The required flyby close approach distance & deflection angles for the flyby of Jupiter are as follows:

Jupiter flyby close approach distances Jupiter flyby deflection angles

(Personal work, individual viable trajectories)

Next I used the first leg of these viable trajectories and assumed a gravity assist at Jupiter that would direct the outgoing asymptote in line with Jupiter's prograde motion in order to maximize the heliocentric velocity (and increase chances of achieving Solar System escape).

For all of these trajectories we see a positive heliocentric $C3$:

heliocentric C3 post Jupiter flyby

(Personal work)

All of these Solar System escape trajectories have a viable, albeit close, gravity assist at Jupiter:

flyby distance of Jupiter

Therefore all Earth-Jupiter trajectories in this search can both escape the Solar System & impact the Sun depending on the gravity assist at Jupiter.

Interestingly, the required flyby distances overlap between the two trajectories at around 2.5 $R_J$:

similar flyby distances

(Personal work)

The flybys of course occur on more or less opposite sides of Jupiter, but it is neat nonetheless. A particular Earth-Jupiter trajectory:

  • Launch Date: 14-Aug-2024
  • Jupiter Flyby Date: 09-Nov-2025 (452 day transfer time-of-flight)

* _Exercise set_
1. Answer these questions from the Jupiter flyby text:
(a) For all the trajectories, what sign does the heliocentric C3 take after the Jupiter flyby?
(b) At about what distance do the required flyby distances of the two trajectories overlap?
(c) What transfer time-of-flight is given for the particular Earth-Jupiter trajectory?
2. Carry on the Jupiter flyby text, starting right after its final line.

* _Data shown_

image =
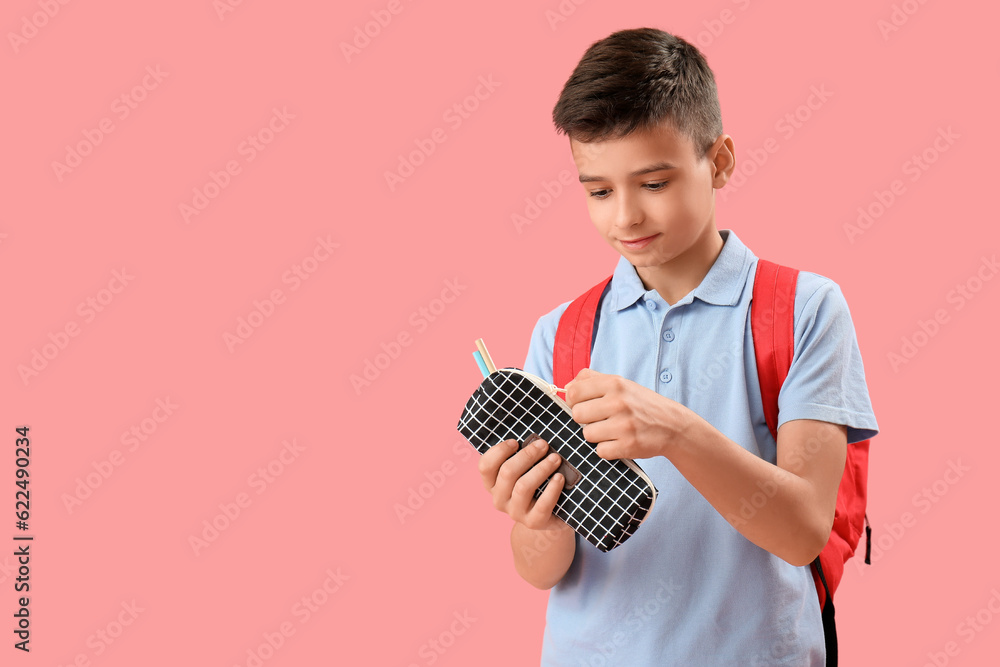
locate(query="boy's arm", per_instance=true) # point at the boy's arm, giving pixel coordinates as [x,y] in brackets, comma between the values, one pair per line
[786,509]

* _The answers_
1.
(a) Positive.
(b) About 2.5 $R_J$.
(c) 452 days.

2.
  • Launch C3: 140 $km^2/s^2$, Flyby $v_{\infty}$: 14.5 km/s
  • Flyby Deflection: 104°, Flyby Close Approach: 175,200 km (2.45 $R_J$) (same for both!)
  • Sun Impact Date: 01-Apr-2027
  • Heliocentric Orbit C3 (Earth-Jupiter): -76 $km^2/s^2$ (not Solar System escape)
  • Heliocentric Orbit C3 post flyby: 278 $km^2/s^2$

Here is a video showing these trajectories:

(Personal work)

You may argue that these are two different Earth-Jupiter trajectories, and it's technically true; however, the $\Delta V$ to move from one side to the other of Jupiter is only about $20$ $m/s$ to a first order approximation (moving 2 times to impact parameter, 900,000km, over the course of the 452 day flight time requires a linear velocity of 23 m/s).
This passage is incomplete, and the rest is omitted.